(Box-labeled dataset extracts)
# # # # # # #

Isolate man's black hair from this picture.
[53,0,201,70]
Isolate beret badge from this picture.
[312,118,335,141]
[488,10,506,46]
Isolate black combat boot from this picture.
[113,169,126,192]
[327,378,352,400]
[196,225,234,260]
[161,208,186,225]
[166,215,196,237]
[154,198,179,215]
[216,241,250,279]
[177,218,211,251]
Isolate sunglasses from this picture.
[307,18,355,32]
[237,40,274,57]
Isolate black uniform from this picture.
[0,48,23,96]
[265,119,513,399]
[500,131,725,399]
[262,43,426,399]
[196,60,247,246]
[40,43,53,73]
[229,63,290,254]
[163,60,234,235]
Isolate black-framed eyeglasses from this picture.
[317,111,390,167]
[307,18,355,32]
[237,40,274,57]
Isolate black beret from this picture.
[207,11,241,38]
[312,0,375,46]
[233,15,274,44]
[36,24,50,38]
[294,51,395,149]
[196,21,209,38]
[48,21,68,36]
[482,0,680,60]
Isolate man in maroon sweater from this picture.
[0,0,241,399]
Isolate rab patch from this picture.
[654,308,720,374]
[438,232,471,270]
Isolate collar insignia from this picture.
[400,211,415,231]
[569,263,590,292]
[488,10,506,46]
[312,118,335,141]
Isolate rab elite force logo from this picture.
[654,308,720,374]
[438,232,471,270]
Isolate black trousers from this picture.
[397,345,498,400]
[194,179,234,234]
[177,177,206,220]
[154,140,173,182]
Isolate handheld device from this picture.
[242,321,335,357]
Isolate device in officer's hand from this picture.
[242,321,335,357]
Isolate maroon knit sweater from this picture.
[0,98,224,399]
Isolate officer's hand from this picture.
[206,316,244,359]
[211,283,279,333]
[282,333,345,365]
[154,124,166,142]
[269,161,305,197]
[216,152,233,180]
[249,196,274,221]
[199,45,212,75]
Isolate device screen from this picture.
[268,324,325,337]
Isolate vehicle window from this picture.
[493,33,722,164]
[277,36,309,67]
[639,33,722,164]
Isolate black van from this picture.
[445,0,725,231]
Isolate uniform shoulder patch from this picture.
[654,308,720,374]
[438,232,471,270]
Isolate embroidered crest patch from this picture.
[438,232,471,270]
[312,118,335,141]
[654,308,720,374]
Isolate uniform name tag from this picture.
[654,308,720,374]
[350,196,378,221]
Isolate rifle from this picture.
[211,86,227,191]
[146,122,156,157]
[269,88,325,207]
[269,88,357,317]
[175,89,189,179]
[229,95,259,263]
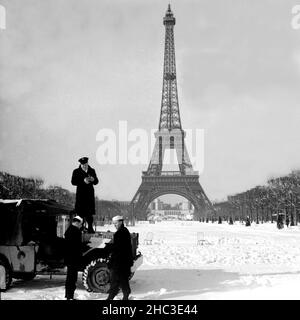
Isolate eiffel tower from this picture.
[131,4,213,218]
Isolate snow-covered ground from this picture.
[1,221,300,300]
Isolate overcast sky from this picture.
[0,0,300,200]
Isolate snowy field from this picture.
[1,221,300,300]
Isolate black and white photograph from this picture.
[0,0,300,302]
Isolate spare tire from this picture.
[0,257,12,291]
[82,258,110,293]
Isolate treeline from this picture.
[0,171,75,207]
[214,170,300,226]
[0,171,130,222]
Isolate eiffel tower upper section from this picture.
[159,5,181,130]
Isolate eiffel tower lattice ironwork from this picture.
[131,5,213,218]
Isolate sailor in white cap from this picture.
[107,216,133,300]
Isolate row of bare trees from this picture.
[214,170,300,226]
[0,171,127,221]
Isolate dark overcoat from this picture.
[71,166,99,217]
[65,224,82,267]
[109,224,133,276]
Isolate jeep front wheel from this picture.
[0,258,12,291]
[82,259,110,293]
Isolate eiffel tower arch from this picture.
[131,5,213,218]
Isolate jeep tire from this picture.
[82,258,110,293]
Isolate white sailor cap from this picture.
[113,216,124,222]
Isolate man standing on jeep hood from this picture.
[65,216,83,300]
[107,216,133,300]
[71,157,99,233]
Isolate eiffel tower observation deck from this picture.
[131,5,213,218]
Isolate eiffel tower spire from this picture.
[131,5,213,218]
[159,4,181,130]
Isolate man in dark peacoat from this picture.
[65,216,83,300]
[71,157,99,232]
[107,216,133,300]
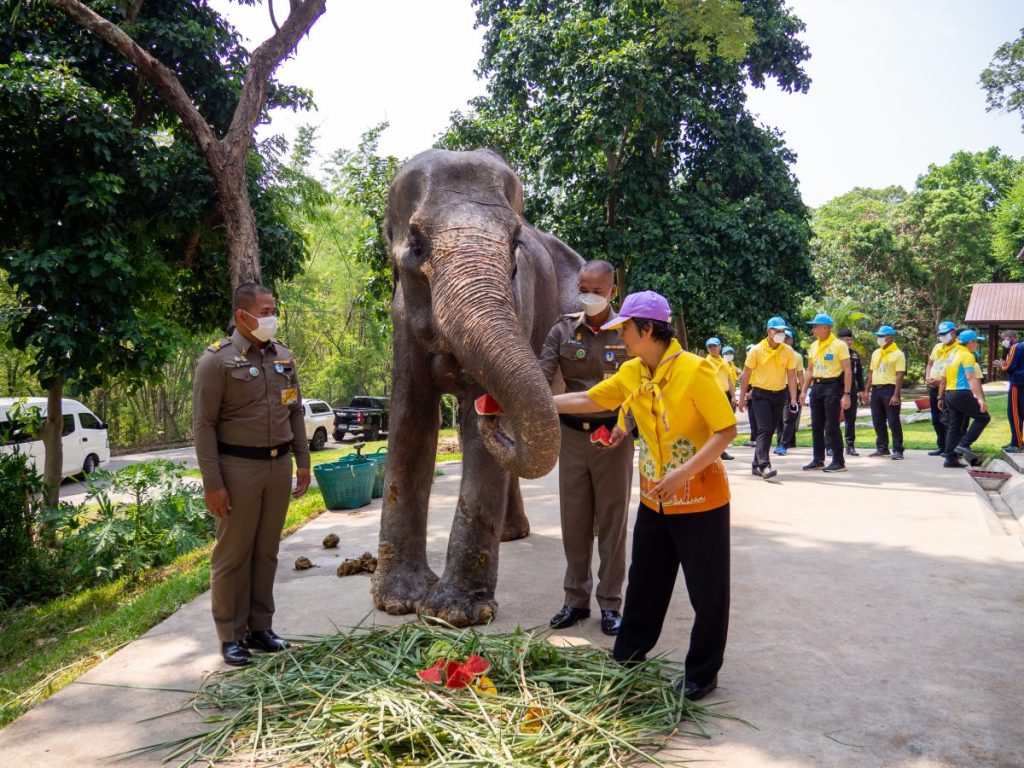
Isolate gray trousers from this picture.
[558,424,633,610]
[210,454,292,643]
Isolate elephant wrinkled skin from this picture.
[372,150,583,627]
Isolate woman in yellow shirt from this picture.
[555,291,736,700]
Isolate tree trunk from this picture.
[43,376,63,507]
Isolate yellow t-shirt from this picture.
[743,339,797,392]
[587,339,736,515]
[705,354,732,392]
[945,342,978,390]
[928,339,958,379]
[871,342,906,387]
[807,334,850,379]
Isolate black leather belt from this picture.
[217,440,292,461]
[558,414,618,433]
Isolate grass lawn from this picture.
[732,392,1010,457]
[0,430,462,727]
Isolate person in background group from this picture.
[705,336,736,461]
[555,291,736,700]
[540,259,633,635]
[775,328,804,456]
[939,330,992,467]
[862,326,906,461]
[995,331,1024,454]
[739,317,799,480]
[925,321,956,456]
[804,312,853,472]
[825,328,864,456]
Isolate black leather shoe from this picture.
[548,605,590,630]
[220,640,253,667]
[601,610,623,635]
[676,675,718,701]
[245,630,292,653]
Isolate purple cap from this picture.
[601,291,672,331]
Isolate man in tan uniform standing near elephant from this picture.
[193,283,309,666]
[541,260,633,635]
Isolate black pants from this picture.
[612,504,729,685]
[928,387,948,454]
[811,376,846,464]
[751,388,788,469]
[870,384,903,454]
[945,389,992,457]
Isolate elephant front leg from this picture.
[419,397,507,627]
[371,327,440,614]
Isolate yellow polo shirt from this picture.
[587,339,736,515]
[928,339,959,379]
[807,334,850,379]
[871,342,906,387]
[743,339,797,392]
[705,354,732,392]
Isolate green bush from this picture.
[46,461,214,588]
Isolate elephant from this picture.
[371,150,584,627]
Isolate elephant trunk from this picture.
[433,229,560,478]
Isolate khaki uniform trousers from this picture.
[210,454,292,643]
[558,424,633,610]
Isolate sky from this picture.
[214,0,1024,206]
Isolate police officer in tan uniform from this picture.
[541,260,633,635]
[193,283,309,666]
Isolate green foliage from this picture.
[46,461,214,588]
[439,0,811,338]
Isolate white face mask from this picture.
[242,309,278,341]
[580,293,608,317]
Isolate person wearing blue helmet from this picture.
[864,326,906,461]
[925,321,956,456]
[939,330,992,467]
[804,312,853,472]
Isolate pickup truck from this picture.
[334,396,388,442]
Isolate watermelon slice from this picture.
[590,424,611,446]
[473,394,502,416]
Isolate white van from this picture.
[0,397,111,477]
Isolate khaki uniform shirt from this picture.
[541,310,629,419]
[193,331,309,490]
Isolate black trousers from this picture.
[811,376,846,464]
[751,387,790,469]
[945,389,992,457]
[928,387,948,454]
[870,384,903,453]
[612,504,729,685]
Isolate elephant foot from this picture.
[417,584,498,627]
[370,542,437,615]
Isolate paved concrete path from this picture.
[0,449,1024,768]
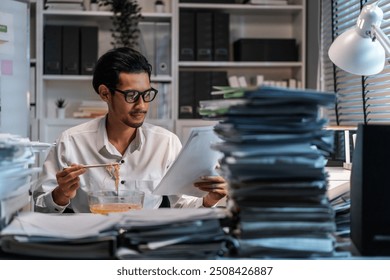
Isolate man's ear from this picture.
[98,85,111,102]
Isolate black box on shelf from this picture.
[43,25,62,74]
[80,26,98,75]
[213,12,230,61]
[233,38,298,61]
[179,11,196,61]
[62,26,80,75]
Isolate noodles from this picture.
[106,163,120,192]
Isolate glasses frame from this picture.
[110,87,158,104]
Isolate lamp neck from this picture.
[355,2,383,38]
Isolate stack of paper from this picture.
[328,182,351,238]
[117,208,229,259]
[200,86,346,258]
[0,212,121,259]
[0,208,230,259]
[0,134,45,229]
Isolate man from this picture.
[34,48,227,213]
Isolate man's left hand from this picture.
[194,176,228,207]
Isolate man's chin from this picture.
[129,121,144,128]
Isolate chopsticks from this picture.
[83,162,120,168]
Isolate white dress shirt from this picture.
[34,117,203,213]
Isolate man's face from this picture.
[108,73,153,128]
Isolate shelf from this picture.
[179,3,303,15]
[42,75,172,82]
[178,61,302,68]
[42,75,92,81]
[43,10,172,21]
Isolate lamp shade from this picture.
[328,28,386,76]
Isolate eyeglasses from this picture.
[110,88,158,103]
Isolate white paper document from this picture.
[153,126,222,197]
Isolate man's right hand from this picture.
[52,164,87,206]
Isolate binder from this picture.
[43,25,62,74]
[196,12,213,61]
[138,22,157,75]
[213,12,230,61]
[179,71,195,119]
[179,11,195,61]
[62,26,80,75]
[155,22,171,75]
[80,26,98,75]
[210,71,229,99]
[193,71,212,119]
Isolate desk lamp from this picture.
[328,1,390,256]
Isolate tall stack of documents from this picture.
[200,86,344,258]
[0,208,231,259]
[0,133,45,229]
[117,208,229,259]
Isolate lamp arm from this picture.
[371,25,390,56]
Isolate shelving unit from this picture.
[174,0,306,137]
[31,0,306,142]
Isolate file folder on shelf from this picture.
[213,13,230,61]
[139,22,157,75]
[80,26,98,75]
[43,25,62,74]
[196,12,213,61]
[179,11,195,61]
[179,71,195,119]
[62,26,80,75]
[155,22,171,75]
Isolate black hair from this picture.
[92,47,152,93]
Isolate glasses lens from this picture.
[126,91,140,103]
[143,89,156,102]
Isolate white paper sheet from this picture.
[153,126,222,197]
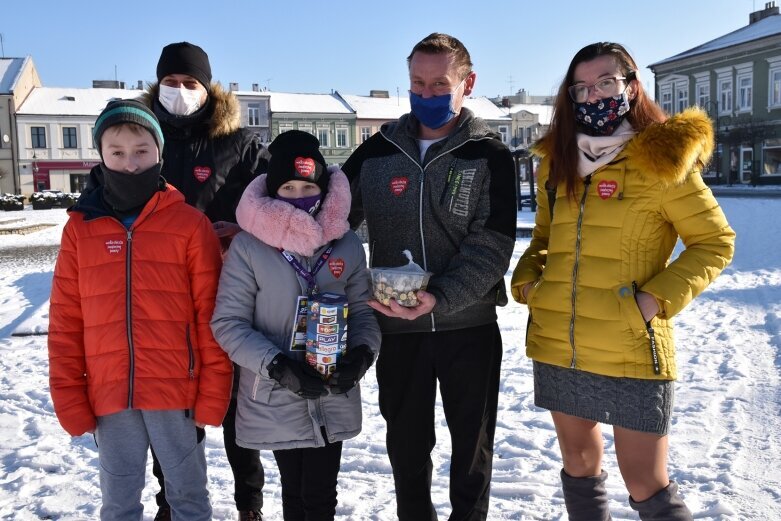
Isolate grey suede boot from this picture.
[629,481,692,521]
[561,470,612,521]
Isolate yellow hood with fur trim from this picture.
[140,83,241,139]
[512,109,735,380]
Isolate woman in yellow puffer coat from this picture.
[512,43,735,521]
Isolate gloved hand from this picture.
[266,353,328,400]
[328,344,374,394]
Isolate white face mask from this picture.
[158,85,201,116]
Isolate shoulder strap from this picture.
[545,177,556,222]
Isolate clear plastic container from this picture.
[371,266,431,307]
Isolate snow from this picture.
[0,197,781,521]
[649,14,781,68]
[0,58,29,94]
[16,87,143,116]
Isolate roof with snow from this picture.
[0,58,28,94]
[464,96,510,121]
[263,91,353,114]
[339,93,510,121]
[339,93,409,120]
[648,14,781,69]
[17,87,143,116]
[510,103,553,125]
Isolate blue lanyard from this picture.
[277,244,334,295]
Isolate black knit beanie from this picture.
[157,42,212,90]
[266,130,331,197]
[92,99,165,160]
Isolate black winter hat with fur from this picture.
[157,42,212,90]
[266,130,331,197]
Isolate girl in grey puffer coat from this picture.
[211,131,380,519]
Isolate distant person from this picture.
[343,33,517,521]
[212,130,380,521]
[512,42,735,521]
[49,100,232,521]
[145,42,267,521]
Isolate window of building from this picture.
[499,125,510,143]
[30,127,46,148]
[336,128,348,148]
[697,83,710,111]
[767,56,781,107]
[661,85,673,114]
[675,84,689,112]
[760,138,781,176]
[247,103,260,127]
[737,75,753,112]
[70,174,89,193]
[317,127,331,147]
[62,127,78,148]
[719,78,732,114]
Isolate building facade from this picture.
[649,2,781,185]
[16,87,136,196]
[0,56,41,194]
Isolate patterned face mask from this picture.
[573,91,629,136]
[277,194,323,215]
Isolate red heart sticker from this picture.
[391,177,409,196]
[193,166,212,183]
[328,259,344,279]
[106,239,125,254]
[293,157,315,177]
[597,181,618,199]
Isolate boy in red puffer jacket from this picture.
[49,100,232,521]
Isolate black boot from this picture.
[561,470,612,521]
[629,481,692,521]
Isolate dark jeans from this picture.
[274,433,342,521]
[377,322,502,521]
[152,368,264,510]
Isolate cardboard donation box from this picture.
[306,293,347,380]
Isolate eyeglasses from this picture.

# # # # # # #

#### SET TASK
Turn the stretch of the records from the first line through the line containing "[163,60,234,235]" into a Markdown table with the columns Row and Line, giving each line a row number and skipping blank lines.

#### RESULT OF THIS TASK
| Row | Line |
|---|---|
| 1 | Isolate man's black hair from this picture. |
| 2 | [53,0,201,70] |
| 3 | Isolate beret badge from this picture. |
| 4 | [312,118,335,141] |
| 5 | [488,10,506,46] |
| 6 | Isolate black combat boot from this picture. |
| 7 | [113,169,126,192] |
| 8 | [327,378,352,400] |
| 9 | [196,225,234,260] |
| 10 | [161,208,186,225] |
| 11 | [166,215,196,237] |
| 12 | [154,198,179,215] |
| 13 | [216,241,250,279] |
| 14 | [177,218,211,251] |
| 15 | Isolate sunglasses from this picture. |
| 16 | [307,18,355,32] |
| 17 | [237,40,274,57] |
| 18 | Isolate black uniform from this picture. |
| 19 | [0,48,23,96] |
| 20 | [265,119,513,399] |
| 21 | [500,131,725,399] |
| 22 | [262,43,426,399] |
| 23 | [196,60,247,246] |
| 24 | [40,43,53,73] |
| 25 | [229,63,290,254] |
| 26 | [163,60,234,235] |